◆ Instructions to follow
Give all the lines below again, exactly, with no pictures.

(Stored data)
----------------
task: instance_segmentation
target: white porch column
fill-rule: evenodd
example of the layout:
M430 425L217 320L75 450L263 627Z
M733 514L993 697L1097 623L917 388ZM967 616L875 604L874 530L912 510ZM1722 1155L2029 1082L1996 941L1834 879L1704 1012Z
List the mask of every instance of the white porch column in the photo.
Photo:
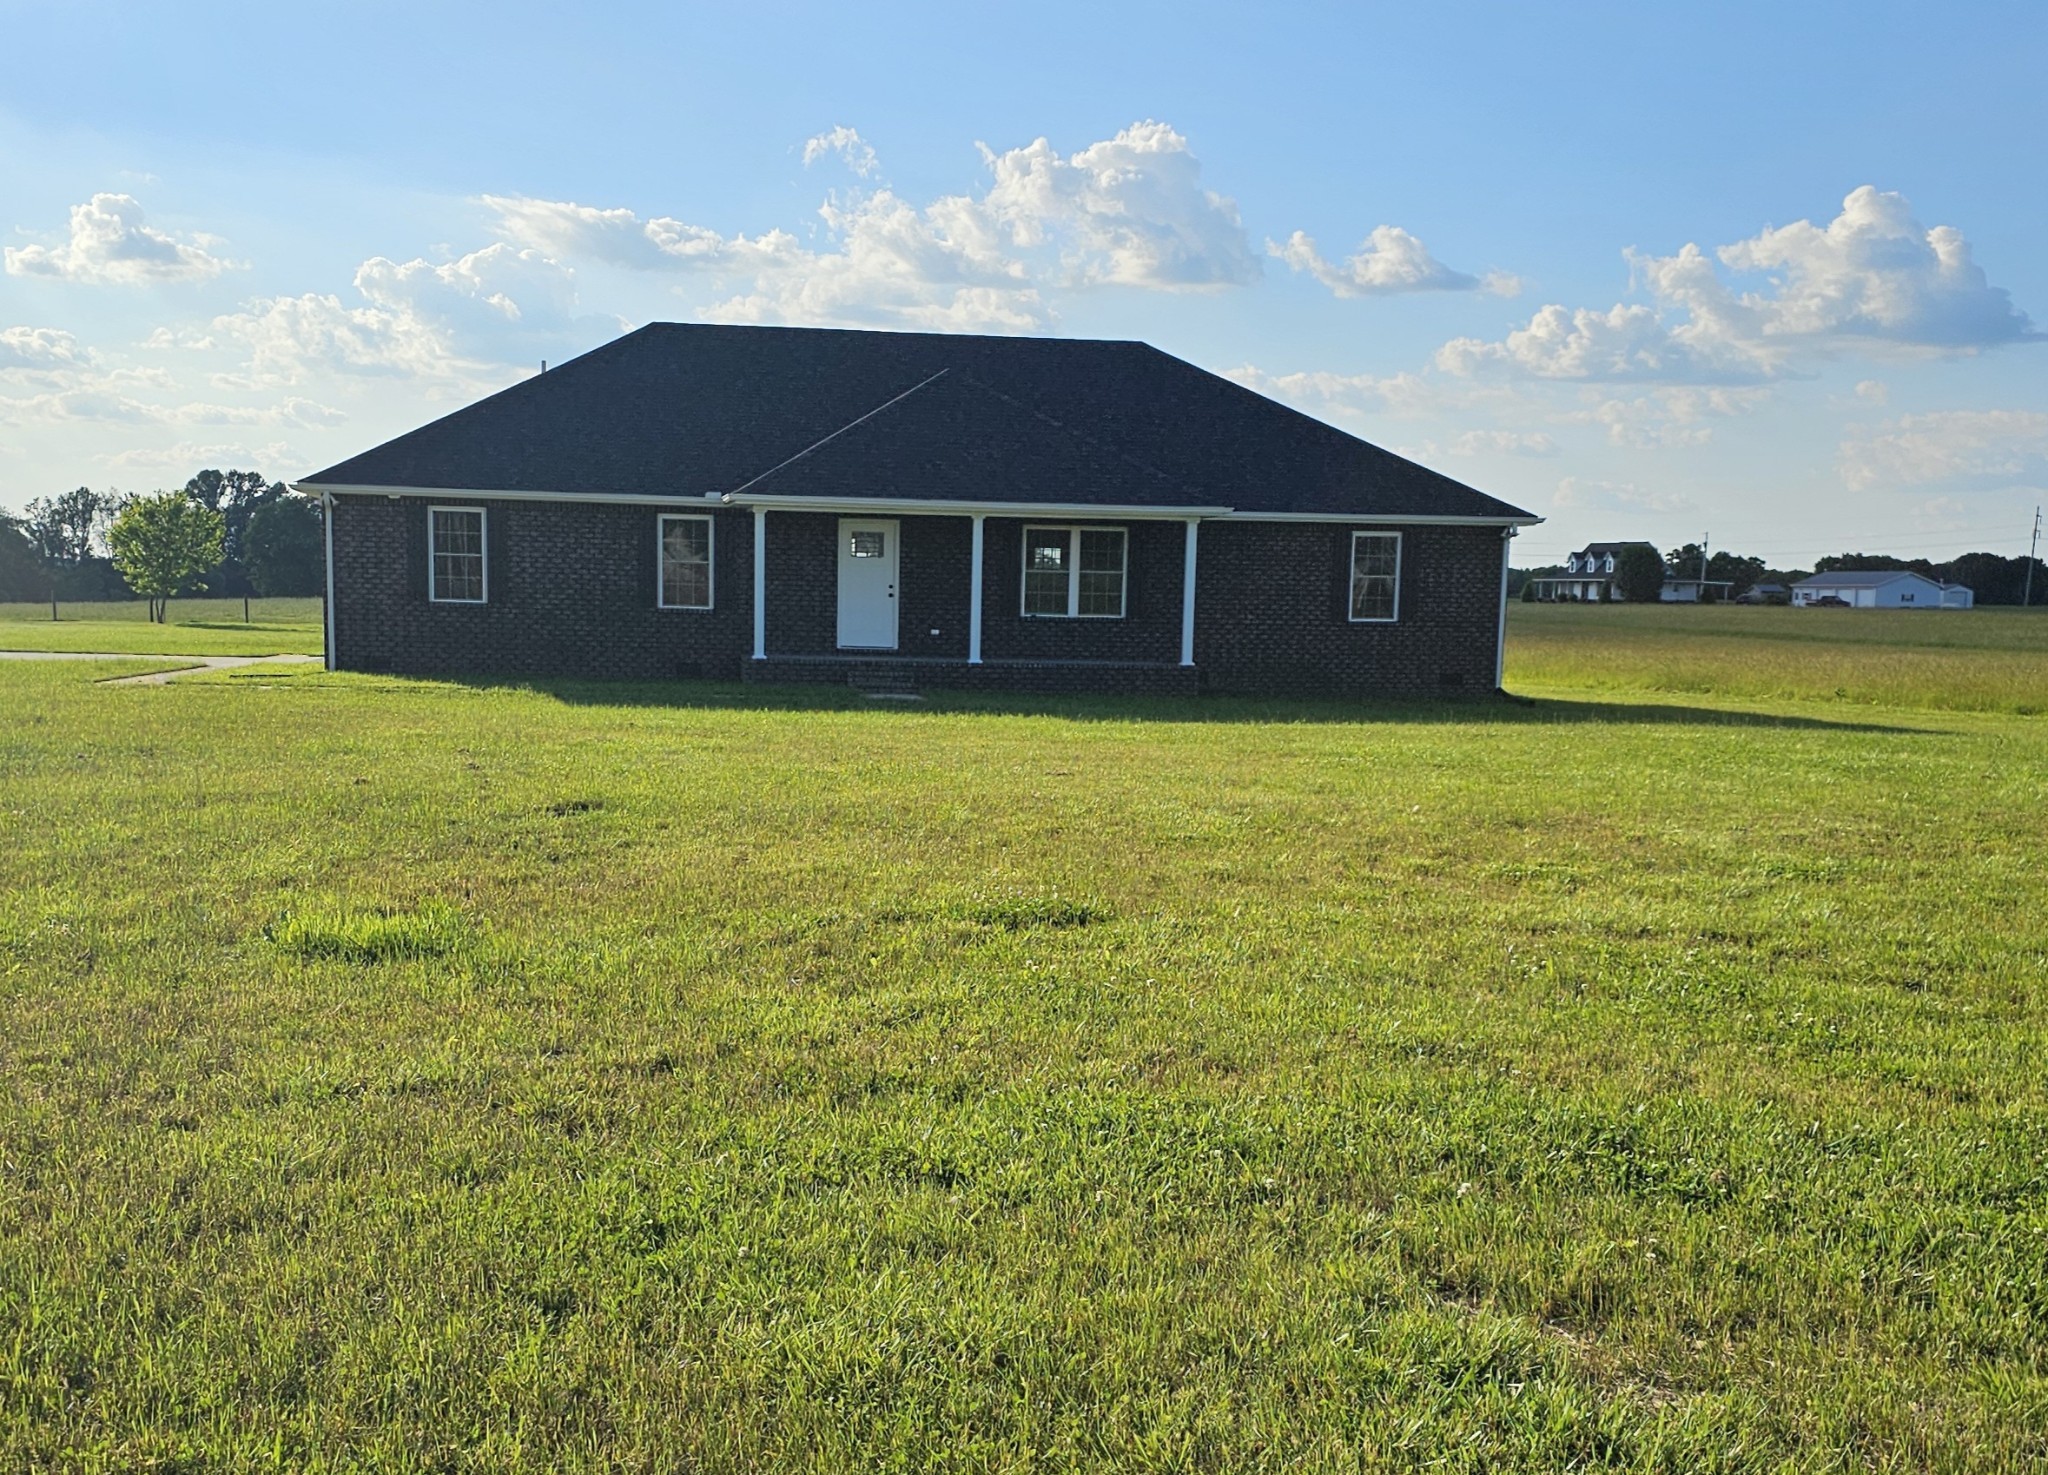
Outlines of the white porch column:
M768 659L768 509L754 509L754 659Z
M1180 576L1180 663L1192 666L1195 663L1195 526L1198 517L1187 520L1187 548L1181 561Z
M986 514L974 514L973 566L967 576L967 664L981 664L981 523Z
----------------
◆ Solution to this exercise
task: instance_segmentation
target: white porch column
fill-rule: evenodd
example of the layout:
M430 425L217 320L75 450L263 627Z
M733 514L993 697L1097 623L917 388ZM967 616L875 604L874 530L912 510ZM1722 1155L2029 1082L1996 941L1834 879L1704 1012Z
List the mask of every instance of the white porch column in the photo.
Photo:
Outlines of the white porch column:
M768 659L768 509L754 509L754 659Z
M1180 576L1180 663L1192 666L1195 663L1195 526L1198 517L1187 520L1187 548L1181 561Z
M986 514L974 514L973 566L967 576L967 664L981 664L981 523Z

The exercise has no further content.